#### SOURCE ####
The Presidential Primary Matching Payment Account Act, 26 U.S.C. 9031-9042, was enacted in 1974 to provide partial federal financing for the campaigns of qualifying presidential primary candidates.  See Buckley v. Valeo, 424 U.S. 1, 89 (1976).  Eligible candidates may receive federal payments to match individual contributions of up to $250, see 26 U.S.C. 9034(a) and 9037, but in return must abide by the expenditure limitation contained in 2 U.S.C. 441a(b)(1)(A).  See 26 U.S.C. 9035(a). The overall expenditure limitation for the 1996 presidential primary election cycle was $30,910,000.

 

The law also provides that no multi-candidate committee—such as a national party committee—may make contributions to any candidate or the candidate’s authorized committee with respect to any election for federal office in excess of $5,000.  2 U.S.C.  441a(a)(2).  Similarly, it is unlawful for any political committee to accept contributions in excess of the contribution limits.  2 U.S.C. 441a(f).  Under the disclosure provisions of the Act, a political committee must report the total amount of all receipts, including contributions from political party committees.  2 U.S.C. 434(b).

 

On June 12, 1996, the Democratic National Committee (the “DNC”) filed a complaint with the Commission alleging that the Dole Committee had used a variety of methods to evade the expenditure limitation.  According to the complaint, one of these methods used  party committees, including the RNC, to make expenditures on behalf of the Dole Committee.  More specifically, the complaint alleged that party committees paid for Dole Committee travel expenses that were attributable to the overall expenditure limitation.[1]

       

On April 11, 1997, the Office of General Counsel submitted a report for Commission consideration which contained a factual and legal analysis of the allegations presented in MURs 4382 and 4401 as well as responses to the complaints.  On May 6, 1997, the Commission approved the General Counsel’s recommendations and found reason to believe that the Dole Committee violated 2 U.S.C. 441a(b)(1)(A) and 26 U.S.C. 9035(a) by exceeding the overall expenditure limitation for the presidential primary elections.   The Commission also approved a number of other reason to believe findings against both the Dole Committee and other entities arising out of the expenditure limitation violation.  With respect to the instant matter, the Commission found reason to believe that the RNC violated 2 U.S.C. 441a(a)(2)(A) by making excessive contributions to the Dole Committee, and that the Dole Committee violated 2 U.S.C.  441a(f) by accepting excessive contributions from the RNC.  In addition, the Commission found reason to believe that the RNC and the Dole Committee violated 2 U.S.C. 434(b) for failing to report these excessive contributions. The Commission also approved the General Counsel’s recommendation to conduct an investigation into these matters.
####
## [AIM OF THE TASK]
Type out the campaign finance passage word for word, everything from "The Presidential Primary Matching" down to "cycle was $30,910,000.".
#### DATA PROVIDED ####
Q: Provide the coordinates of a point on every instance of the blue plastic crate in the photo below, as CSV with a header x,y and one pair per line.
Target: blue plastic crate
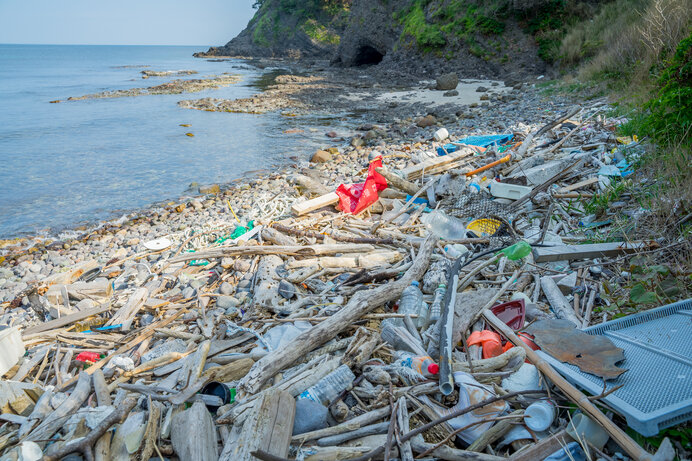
####
## [EXERCISE OUTPUT]
The Presidential Primary Matching Payment Account Act, 26 U.S.C. 9031-9042, was enacted in 1974 to provide partial federal financing for the campaigns of qualifying presidential primary candidates.  See Buckley v. Valeo, 424 U.S. 1, 89 (1976).  Eligible candidates may receive federal payments to match individual contributions of up to $250, see 26 U.S.C. 9034(a) and 9037, but in return must abide by the expenditure limitation contained in 2 U.S.C. 441a(b)(1)(A).  See 26 U.S.C. 9035(a). The overall expenditure limitation for the 1996 presidential primary election cycle was $30,910,000.